▶ Given instruction
Copy out the records from the line with "Step 1: Look at the image. Step 2: Find sound" up to and including the line with "[313,255,394,535]", keeping every line unchanged.

▶ A run of records
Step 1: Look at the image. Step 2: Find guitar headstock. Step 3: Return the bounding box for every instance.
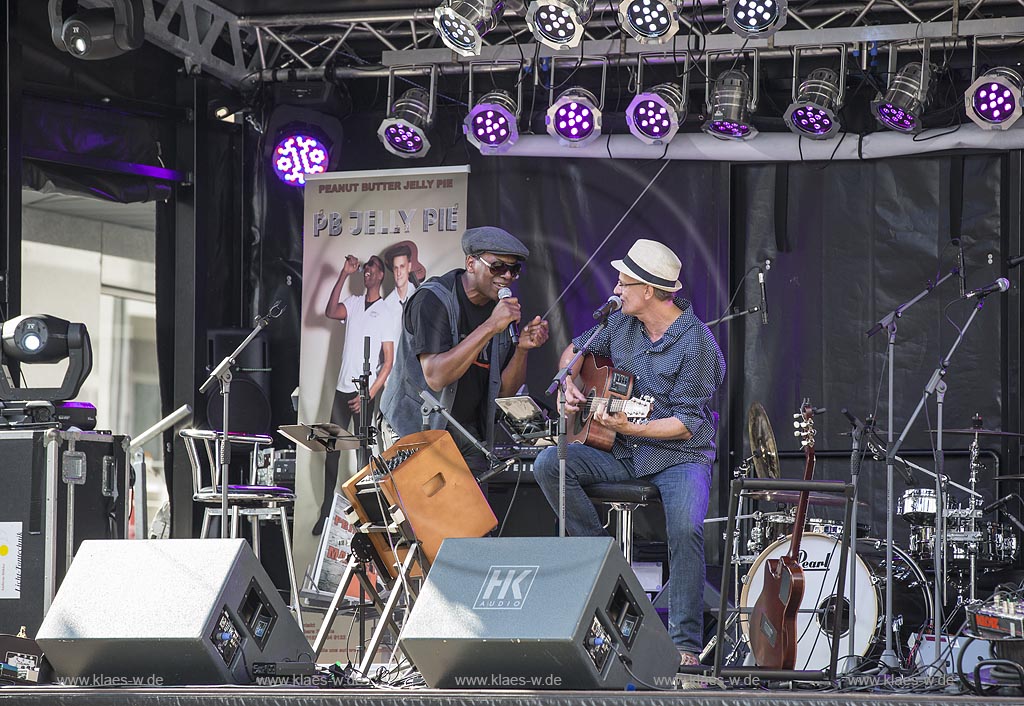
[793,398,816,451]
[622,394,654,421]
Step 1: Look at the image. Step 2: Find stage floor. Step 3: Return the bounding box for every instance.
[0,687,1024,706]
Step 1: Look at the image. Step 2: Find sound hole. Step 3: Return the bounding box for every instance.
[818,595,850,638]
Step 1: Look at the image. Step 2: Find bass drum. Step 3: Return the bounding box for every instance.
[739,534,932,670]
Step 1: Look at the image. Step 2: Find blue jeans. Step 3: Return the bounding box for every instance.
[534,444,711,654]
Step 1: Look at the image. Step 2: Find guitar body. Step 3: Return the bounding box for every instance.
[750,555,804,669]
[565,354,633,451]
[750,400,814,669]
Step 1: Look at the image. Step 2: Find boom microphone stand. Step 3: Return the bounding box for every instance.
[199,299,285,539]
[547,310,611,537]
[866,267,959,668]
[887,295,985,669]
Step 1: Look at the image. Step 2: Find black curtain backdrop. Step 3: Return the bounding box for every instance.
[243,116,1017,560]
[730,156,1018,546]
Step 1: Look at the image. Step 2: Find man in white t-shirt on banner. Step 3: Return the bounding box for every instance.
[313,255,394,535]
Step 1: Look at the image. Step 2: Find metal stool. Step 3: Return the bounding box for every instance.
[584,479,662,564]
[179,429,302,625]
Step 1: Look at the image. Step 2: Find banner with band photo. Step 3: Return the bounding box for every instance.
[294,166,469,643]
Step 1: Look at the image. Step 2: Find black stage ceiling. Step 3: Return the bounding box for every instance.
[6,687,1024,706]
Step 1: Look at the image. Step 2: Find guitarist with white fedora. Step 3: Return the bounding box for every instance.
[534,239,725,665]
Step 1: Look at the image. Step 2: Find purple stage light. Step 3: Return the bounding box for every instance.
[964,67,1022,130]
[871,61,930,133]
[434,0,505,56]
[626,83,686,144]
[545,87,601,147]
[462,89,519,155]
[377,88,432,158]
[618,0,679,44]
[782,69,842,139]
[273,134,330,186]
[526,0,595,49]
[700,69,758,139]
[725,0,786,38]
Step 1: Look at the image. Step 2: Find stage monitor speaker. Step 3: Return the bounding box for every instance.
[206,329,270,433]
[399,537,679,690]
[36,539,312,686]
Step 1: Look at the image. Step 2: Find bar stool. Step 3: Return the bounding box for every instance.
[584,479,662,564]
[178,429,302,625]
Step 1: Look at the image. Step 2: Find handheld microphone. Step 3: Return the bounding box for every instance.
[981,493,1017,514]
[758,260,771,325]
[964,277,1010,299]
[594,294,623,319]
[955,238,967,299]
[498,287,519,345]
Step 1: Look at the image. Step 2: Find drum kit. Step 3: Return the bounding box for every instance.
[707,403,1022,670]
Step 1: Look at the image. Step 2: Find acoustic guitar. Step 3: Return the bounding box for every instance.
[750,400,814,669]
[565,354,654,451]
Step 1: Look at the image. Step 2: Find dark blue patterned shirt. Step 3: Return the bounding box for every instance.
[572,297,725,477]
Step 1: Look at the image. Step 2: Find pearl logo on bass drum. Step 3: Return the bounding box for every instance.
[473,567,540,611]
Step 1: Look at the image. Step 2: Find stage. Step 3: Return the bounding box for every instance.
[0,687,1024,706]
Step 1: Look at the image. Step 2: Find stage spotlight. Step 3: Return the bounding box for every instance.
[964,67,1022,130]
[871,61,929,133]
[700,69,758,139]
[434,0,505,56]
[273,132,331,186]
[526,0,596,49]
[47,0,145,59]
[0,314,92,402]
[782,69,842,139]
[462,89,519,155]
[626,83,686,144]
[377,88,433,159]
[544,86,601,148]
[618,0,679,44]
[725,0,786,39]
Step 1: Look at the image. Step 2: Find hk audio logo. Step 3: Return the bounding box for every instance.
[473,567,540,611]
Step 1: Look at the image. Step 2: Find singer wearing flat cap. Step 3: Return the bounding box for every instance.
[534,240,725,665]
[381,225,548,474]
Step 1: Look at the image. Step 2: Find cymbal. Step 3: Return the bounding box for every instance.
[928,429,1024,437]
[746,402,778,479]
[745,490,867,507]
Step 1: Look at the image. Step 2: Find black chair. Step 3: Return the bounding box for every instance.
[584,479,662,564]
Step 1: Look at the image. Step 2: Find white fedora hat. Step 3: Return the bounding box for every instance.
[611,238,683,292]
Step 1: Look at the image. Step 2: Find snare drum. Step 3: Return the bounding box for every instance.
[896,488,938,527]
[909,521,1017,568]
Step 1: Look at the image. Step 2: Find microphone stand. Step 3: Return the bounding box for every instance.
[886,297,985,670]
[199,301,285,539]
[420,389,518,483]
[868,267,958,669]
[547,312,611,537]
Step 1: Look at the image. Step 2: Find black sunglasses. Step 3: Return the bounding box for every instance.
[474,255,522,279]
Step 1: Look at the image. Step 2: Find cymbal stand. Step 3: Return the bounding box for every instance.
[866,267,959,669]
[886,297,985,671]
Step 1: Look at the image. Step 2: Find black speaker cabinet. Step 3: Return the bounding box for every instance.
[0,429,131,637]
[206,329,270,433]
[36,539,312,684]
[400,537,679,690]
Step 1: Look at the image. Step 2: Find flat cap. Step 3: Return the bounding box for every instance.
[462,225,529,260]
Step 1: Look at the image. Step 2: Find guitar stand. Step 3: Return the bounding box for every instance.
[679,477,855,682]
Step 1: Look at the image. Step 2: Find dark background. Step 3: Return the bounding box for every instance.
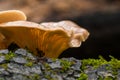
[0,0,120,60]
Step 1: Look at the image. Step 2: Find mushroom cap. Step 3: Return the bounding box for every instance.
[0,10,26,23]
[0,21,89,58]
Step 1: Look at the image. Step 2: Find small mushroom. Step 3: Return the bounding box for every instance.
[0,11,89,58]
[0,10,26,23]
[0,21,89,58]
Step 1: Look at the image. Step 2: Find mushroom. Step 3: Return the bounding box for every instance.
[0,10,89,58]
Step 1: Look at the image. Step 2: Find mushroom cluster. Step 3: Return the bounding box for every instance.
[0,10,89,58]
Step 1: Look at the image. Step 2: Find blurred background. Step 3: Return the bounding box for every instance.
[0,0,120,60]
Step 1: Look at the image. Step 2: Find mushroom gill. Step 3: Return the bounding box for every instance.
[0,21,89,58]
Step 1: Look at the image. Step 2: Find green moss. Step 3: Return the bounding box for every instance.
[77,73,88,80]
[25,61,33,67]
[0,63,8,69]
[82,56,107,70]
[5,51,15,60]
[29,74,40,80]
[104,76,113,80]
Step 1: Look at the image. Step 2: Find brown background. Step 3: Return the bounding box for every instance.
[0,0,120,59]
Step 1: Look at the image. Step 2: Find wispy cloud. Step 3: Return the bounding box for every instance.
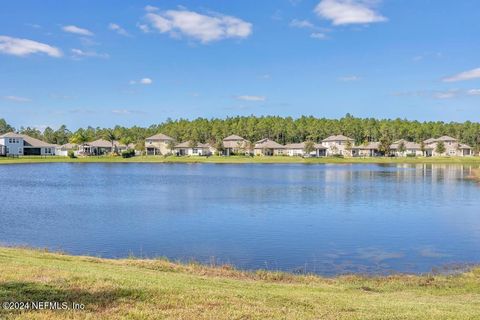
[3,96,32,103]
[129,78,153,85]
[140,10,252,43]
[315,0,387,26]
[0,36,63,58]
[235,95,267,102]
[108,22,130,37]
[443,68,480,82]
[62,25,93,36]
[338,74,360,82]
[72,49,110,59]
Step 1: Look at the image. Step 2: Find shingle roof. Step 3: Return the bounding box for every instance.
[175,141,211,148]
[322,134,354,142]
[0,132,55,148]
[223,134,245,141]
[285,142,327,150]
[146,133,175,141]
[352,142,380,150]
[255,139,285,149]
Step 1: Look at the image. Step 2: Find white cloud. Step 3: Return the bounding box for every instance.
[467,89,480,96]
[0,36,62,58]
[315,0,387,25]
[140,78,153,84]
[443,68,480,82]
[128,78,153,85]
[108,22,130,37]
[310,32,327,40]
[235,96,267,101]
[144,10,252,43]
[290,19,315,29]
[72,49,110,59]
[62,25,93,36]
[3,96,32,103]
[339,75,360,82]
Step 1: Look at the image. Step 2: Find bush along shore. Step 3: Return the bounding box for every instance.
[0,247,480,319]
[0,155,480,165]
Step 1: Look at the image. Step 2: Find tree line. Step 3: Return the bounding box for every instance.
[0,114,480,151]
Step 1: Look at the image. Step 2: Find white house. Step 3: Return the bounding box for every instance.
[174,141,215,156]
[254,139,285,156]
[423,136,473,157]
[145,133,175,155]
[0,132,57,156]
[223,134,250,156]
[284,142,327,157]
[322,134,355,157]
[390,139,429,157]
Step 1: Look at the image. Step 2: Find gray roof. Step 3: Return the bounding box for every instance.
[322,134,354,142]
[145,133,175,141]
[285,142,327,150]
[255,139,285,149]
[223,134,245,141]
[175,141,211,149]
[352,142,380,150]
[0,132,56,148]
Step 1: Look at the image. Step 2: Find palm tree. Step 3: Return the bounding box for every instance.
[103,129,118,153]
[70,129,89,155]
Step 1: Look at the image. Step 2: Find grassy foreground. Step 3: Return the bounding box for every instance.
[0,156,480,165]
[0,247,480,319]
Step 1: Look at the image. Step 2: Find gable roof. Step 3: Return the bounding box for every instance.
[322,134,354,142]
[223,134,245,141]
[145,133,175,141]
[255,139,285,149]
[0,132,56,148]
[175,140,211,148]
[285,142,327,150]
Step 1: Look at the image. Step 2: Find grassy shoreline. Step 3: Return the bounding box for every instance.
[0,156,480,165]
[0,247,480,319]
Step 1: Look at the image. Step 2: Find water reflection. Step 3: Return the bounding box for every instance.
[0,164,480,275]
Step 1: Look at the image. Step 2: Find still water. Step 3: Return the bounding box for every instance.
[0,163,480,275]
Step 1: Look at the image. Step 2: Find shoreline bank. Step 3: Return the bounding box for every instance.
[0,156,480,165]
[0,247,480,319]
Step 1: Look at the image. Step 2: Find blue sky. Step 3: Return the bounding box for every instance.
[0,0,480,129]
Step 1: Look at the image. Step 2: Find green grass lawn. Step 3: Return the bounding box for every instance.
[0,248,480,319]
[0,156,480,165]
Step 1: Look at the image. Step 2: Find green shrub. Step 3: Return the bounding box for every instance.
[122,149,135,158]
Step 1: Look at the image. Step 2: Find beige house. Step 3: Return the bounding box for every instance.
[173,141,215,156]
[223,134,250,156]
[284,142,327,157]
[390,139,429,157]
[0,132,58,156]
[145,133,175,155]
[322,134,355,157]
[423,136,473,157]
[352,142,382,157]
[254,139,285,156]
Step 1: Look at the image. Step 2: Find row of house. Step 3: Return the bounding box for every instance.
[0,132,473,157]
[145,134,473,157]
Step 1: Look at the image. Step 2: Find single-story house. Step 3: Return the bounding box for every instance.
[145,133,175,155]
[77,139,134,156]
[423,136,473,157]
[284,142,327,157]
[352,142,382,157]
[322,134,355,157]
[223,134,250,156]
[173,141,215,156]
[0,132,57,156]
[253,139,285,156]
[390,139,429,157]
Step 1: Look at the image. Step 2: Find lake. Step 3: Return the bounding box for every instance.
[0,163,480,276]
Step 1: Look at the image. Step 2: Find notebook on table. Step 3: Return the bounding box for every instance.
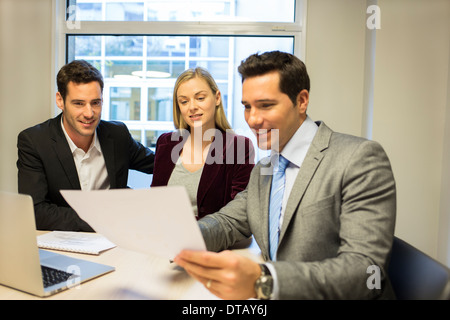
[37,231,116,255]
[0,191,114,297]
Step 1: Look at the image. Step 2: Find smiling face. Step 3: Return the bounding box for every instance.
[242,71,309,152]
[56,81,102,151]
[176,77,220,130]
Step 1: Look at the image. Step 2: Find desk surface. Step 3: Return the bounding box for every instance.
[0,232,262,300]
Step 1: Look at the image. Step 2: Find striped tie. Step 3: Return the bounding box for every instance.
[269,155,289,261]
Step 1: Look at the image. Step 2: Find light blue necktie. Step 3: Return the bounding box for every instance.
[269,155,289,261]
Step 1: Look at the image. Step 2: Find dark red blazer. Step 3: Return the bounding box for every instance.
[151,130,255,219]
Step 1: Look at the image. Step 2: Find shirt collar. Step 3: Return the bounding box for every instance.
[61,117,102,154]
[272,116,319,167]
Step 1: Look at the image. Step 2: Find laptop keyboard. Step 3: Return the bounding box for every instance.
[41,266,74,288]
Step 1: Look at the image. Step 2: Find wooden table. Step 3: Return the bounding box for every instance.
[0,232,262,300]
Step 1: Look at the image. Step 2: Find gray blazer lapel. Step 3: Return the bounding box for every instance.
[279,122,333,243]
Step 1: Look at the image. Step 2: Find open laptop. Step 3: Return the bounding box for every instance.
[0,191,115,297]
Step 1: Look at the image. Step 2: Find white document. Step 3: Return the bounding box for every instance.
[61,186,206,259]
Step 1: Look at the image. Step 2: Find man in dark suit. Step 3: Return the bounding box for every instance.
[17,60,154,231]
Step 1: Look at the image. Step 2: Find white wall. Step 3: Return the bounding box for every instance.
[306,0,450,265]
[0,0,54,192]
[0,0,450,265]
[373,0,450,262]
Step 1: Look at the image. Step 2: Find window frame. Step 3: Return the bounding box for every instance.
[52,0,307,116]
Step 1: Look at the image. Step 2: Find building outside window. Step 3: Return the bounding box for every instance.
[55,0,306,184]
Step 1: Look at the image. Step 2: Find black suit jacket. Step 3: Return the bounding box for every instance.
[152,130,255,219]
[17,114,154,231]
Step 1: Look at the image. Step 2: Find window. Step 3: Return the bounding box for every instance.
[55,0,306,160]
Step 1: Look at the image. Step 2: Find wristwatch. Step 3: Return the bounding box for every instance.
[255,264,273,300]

▶ Solution to this problem
Step 1: Look at the image. Step 2: Find sound hole. Step 3: Return the bounding box for every instance.
[818,595,850,638]
Step 1: Look at the image. Step 2: Find bass drum. Step 3: Return the bounding box for every instance.
[739,534,932,670]
Step 1: Look at the image. Step 2: Find blue jeans. Step 3: Return the bounding box for every instance.
[534,444,711,654]
Step 1: Look at the image. Step 2: Find guitar body. Step 3: Return the bounding box for every instance.
[750,555,804,669]
[565,354,633,451]
[750,400,814,669]
Step 1: Look at the image. Step 2: Find boom microphone stand. Step 3: Return the bounding box for every instance.
[199,299,285,539]
[547,310,611,537]
[866,267,959,668]
[887,295,985,669]
Step 1: Look at the image. Step 2: Find black curtain backdrop. Step 3: Return the bounding box for every instance.
[243,116,1017,560]
[730,156,1018,546]
Step 1: Look at the image. Step 2: Find man in white t-shirt on banner. Step 3: Return the bounding box for every instance.
[313,255,394,535]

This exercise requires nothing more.